Please output, as a numbered list with blank lines left out, the part of the items that opens with the line containing "the red parrot" and closes with the line containing "x=226 y=261", both of those lines included.

----- Source data

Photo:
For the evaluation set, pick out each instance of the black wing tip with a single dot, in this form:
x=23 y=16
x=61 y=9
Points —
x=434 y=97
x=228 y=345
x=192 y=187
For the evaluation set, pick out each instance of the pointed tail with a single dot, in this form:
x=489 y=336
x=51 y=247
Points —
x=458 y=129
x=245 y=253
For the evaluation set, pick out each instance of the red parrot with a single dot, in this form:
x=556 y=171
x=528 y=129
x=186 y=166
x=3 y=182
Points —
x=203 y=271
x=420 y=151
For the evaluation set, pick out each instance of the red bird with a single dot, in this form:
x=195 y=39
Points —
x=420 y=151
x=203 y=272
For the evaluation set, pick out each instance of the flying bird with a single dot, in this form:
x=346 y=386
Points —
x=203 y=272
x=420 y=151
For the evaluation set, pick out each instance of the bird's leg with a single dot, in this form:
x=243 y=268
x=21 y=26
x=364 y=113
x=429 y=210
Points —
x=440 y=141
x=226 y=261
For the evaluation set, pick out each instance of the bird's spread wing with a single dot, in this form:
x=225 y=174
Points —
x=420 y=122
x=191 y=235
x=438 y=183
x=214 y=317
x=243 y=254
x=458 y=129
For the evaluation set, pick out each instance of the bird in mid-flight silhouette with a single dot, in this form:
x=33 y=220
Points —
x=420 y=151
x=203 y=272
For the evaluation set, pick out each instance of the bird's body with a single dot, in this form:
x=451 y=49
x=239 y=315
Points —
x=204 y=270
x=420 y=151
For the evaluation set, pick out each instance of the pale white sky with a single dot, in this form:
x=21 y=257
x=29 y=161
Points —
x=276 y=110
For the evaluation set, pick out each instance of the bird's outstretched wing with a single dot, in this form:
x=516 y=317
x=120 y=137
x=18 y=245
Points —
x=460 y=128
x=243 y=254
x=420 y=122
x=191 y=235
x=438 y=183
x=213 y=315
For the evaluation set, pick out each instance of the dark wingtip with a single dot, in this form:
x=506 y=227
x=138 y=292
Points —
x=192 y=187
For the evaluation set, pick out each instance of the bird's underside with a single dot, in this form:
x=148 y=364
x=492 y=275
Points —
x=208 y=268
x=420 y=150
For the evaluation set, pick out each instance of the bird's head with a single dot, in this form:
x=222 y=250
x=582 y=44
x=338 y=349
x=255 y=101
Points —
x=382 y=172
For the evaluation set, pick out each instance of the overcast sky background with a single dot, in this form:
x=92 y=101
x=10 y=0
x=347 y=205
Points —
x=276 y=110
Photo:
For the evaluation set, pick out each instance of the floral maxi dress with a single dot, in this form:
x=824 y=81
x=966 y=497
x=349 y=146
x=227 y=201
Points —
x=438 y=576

----------

• _The response_
1. For the evaluation set, pick out each instance of the red parrot with a single dot, in this form:
2. x=556 y=171
3. x=528 y=129
4. x=186 y=166
5. x=3 y=182
6. Points —
7. x=203 y=271
8. x=420 y=151
9. For the evaluation set, pick out each instance of the red bird with a single dot, in this form:
10. x=195 y=39
11. Points —
12. x=420 y=151
13. x=203 y=272
14. For the evaluation set, pick out each instance of the flying bird with a single dot, in this form:
15. x=346 y=386
16. Points —
17. x=203 y=272
18. x=420 y=151
19. For the evaluation set, pick out each instance of the bird's leg with a single dot, in this form:
20. x=243 y=268
21. x=21 y=26
22. x=364 y=113
23. x=429 y=210
24. Points —
25. x=440 y=141
26. x=226 y=261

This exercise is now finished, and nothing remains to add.